**Stated task a:**
In the passage on whale sounds, what name was given to moments of irregularly spaced clicks?

Payne and McVay distinguish different kinds of sounds produced by the Mysticete or baleen whales, such as the humpback or fin whale, and those made by the Odontocetes or toothed whales, which includes the sperm whale, killer whale, dolphins and porpoises. Unlike the varied ‘song’ of humpback whales (Megaptera novaeangliae), sperm whales (Physeter macrocephalus) emit ‘trains’ of clicks. Regularly spaced click trains were thought to be used for echolocation, and the observation of moments of irregularly spaced clicks, named ‘codas’ (another musical term), were considered for communication. By contrast, André and Kamminga argue that “the exclusive function of echolocation attributed to the series of usual clicks might be too restrictive” (André and Kamminga 2000. p.164).

**Dataset records:**
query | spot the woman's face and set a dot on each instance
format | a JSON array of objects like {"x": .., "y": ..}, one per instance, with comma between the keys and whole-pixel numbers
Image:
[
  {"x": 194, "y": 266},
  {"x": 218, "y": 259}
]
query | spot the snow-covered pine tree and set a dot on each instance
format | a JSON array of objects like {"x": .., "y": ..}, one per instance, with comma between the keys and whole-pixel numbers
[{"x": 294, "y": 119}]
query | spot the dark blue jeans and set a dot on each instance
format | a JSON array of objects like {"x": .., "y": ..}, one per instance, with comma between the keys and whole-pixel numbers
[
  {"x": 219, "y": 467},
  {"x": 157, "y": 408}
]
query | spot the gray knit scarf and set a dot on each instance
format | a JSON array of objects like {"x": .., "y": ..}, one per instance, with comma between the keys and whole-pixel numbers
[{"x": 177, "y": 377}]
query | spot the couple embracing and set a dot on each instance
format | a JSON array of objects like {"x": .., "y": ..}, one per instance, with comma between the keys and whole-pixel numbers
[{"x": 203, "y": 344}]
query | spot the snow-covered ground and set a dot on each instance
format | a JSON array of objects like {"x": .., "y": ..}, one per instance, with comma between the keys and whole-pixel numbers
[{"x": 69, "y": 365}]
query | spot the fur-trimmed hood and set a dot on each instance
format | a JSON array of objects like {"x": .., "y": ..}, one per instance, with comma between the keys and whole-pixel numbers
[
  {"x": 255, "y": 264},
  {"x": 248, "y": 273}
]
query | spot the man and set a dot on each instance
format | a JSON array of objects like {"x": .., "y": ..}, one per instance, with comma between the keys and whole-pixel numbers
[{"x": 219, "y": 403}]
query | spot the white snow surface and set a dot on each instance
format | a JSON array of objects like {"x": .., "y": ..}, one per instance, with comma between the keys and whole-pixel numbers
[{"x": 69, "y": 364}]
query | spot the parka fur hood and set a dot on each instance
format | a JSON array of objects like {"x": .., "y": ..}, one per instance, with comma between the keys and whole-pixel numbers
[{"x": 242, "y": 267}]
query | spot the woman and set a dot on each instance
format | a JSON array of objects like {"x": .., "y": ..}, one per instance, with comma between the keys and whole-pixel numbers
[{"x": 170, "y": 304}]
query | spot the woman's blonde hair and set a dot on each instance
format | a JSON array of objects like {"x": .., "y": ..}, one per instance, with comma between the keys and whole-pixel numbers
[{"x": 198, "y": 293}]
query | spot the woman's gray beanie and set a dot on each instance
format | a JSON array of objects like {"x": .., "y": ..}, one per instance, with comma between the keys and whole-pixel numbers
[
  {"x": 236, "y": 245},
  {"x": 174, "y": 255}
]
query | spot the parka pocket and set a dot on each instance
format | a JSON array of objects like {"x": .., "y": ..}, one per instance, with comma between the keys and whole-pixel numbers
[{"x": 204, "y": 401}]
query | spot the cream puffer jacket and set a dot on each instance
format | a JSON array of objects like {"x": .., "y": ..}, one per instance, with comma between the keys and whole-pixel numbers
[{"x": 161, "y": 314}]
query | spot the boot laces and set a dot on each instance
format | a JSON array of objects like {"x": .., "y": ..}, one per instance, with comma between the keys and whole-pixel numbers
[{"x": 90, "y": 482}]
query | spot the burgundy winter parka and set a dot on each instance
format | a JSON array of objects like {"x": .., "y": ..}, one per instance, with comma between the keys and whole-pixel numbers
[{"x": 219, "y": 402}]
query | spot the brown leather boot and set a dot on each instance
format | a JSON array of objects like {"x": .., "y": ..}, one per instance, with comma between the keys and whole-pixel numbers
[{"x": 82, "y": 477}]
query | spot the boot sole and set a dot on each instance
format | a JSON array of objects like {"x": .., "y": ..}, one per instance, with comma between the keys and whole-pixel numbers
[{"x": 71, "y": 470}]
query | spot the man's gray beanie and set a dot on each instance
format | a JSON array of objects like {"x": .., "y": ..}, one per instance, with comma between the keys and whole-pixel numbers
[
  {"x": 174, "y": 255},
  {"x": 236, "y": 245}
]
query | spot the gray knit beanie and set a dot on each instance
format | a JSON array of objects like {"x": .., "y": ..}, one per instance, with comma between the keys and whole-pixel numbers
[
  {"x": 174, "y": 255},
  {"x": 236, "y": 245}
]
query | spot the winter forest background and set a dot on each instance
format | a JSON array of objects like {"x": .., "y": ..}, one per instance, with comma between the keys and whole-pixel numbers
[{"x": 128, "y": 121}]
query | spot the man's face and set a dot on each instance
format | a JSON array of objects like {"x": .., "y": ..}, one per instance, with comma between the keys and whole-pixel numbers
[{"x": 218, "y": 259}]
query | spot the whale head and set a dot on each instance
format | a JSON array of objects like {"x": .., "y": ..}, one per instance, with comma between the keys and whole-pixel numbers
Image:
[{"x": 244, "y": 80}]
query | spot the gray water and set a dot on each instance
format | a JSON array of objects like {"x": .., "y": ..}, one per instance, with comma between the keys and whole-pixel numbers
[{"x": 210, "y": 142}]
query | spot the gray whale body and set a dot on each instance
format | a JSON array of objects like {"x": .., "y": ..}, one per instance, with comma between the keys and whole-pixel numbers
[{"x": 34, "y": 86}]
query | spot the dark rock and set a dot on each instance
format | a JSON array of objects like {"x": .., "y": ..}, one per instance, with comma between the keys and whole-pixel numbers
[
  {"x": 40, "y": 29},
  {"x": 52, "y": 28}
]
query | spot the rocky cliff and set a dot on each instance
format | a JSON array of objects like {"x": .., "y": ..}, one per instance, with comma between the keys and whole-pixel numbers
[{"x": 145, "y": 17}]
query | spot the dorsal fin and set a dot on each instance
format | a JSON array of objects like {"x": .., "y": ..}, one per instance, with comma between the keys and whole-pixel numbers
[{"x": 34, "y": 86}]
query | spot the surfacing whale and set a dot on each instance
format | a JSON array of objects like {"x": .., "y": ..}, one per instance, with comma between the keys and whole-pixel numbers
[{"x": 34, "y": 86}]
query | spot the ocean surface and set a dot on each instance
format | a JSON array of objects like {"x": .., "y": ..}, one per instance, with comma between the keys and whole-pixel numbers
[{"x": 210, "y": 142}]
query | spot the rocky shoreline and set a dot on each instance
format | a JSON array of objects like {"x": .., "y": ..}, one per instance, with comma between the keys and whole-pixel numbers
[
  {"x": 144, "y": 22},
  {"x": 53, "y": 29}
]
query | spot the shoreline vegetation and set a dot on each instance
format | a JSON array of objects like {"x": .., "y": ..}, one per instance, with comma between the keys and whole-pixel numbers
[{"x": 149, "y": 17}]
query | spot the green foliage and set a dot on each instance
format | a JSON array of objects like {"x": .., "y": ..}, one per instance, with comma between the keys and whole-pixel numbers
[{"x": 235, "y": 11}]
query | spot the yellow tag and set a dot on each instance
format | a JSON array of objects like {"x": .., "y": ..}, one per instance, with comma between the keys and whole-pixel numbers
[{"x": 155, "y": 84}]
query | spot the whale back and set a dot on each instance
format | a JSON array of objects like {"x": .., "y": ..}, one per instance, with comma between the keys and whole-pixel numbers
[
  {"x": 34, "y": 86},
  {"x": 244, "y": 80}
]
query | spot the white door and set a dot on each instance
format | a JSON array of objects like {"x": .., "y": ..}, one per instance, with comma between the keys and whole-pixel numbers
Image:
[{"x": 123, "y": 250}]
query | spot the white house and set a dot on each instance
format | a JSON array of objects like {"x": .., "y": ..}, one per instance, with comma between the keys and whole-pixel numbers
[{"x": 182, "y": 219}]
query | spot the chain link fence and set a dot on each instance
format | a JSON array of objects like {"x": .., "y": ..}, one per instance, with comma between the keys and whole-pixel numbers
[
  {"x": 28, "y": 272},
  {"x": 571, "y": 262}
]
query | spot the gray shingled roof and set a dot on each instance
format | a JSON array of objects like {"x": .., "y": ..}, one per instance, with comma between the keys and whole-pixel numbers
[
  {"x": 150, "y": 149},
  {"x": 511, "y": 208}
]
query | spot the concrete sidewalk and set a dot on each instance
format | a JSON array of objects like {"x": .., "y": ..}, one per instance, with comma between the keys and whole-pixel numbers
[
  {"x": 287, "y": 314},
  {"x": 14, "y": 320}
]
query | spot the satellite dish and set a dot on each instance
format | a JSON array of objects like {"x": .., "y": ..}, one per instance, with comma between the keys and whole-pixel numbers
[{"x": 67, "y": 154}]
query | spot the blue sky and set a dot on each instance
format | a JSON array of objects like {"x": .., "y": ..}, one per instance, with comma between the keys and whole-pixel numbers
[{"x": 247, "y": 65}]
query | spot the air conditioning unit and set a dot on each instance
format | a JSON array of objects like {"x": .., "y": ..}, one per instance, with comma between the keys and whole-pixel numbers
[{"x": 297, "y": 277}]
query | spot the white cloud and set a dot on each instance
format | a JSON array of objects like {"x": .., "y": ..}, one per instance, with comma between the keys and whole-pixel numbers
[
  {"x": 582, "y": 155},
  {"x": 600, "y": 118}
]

**Stated task b:**
Pick out every line of the entries that contains the word "shoreline", treating uppercase and lowercase as different.

**Task result a:**
They were named "codas."

**Task result b:**
query | spot the rocky shoreline and set a dot on each instance
query | spot the shoreline vegetation and set a dot on each instance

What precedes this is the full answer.